Work to be completed: Return each line of the records below that contains the string "carved". Treat uppercase and lowercase letters as different.

Data supplied:

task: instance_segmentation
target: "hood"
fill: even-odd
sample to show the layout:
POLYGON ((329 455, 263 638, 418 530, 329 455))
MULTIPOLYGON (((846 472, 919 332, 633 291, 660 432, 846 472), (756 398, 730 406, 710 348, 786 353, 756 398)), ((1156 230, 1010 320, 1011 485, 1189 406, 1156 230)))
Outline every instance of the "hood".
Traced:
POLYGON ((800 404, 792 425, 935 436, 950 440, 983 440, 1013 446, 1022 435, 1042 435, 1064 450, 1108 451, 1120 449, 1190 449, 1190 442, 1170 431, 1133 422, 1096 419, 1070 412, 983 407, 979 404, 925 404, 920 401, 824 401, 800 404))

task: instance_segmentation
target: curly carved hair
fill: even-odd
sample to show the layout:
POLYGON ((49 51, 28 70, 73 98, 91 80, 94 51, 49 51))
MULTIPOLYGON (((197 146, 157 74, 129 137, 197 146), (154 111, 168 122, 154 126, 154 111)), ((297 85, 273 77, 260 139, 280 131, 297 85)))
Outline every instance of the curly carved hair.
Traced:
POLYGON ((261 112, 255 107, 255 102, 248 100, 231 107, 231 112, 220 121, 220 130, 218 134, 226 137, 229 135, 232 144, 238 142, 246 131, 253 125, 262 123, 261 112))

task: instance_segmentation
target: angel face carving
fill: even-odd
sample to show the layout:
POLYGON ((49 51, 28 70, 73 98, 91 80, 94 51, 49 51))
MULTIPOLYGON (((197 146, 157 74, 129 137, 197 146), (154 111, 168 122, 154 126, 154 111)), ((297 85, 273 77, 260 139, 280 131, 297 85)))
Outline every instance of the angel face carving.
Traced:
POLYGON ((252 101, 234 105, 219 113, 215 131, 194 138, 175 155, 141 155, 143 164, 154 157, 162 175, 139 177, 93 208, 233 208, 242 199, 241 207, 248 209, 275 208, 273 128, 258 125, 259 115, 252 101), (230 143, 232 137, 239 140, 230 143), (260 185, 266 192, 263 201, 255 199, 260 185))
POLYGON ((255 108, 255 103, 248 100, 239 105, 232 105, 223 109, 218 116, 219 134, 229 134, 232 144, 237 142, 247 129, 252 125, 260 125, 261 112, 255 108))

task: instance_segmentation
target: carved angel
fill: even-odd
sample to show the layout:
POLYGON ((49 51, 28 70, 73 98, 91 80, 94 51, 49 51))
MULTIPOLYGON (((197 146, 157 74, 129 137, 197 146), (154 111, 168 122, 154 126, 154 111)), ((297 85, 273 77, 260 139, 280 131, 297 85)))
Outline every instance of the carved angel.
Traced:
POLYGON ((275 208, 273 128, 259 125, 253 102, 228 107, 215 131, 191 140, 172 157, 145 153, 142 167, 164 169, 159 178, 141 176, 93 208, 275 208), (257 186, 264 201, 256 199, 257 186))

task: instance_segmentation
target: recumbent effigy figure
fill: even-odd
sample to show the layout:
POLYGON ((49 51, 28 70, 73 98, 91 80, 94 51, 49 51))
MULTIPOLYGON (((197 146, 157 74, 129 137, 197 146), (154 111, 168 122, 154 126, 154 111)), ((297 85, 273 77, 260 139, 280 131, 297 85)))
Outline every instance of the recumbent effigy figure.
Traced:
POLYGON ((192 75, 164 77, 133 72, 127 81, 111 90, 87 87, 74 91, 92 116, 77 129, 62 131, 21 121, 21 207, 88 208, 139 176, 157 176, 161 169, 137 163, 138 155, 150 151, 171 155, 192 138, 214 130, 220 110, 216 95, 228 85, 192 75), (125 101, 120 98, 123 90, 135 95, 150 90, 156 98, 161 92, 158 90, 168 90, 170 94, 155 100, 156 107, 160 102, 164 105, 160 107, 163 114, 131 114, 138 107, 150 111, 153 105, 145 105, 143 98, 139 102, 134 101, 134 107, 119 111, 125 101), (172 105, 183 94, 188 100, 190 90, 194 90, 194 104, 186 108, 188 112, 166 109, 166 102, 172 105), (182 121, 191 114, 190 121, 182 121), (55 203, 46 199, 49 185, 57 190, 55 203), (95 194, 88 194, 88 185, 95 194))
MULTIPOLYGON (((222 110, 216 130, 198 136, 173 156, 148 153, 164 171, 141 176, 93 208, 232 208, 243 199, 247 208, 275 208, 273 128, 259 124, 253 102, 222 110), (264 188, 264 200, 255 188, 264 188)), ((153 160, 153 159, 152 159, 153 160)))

Result:
target: curly carved hair
Outline every instance of the curly carved hair.
target: carved angel
Outline every instance of the carved angel.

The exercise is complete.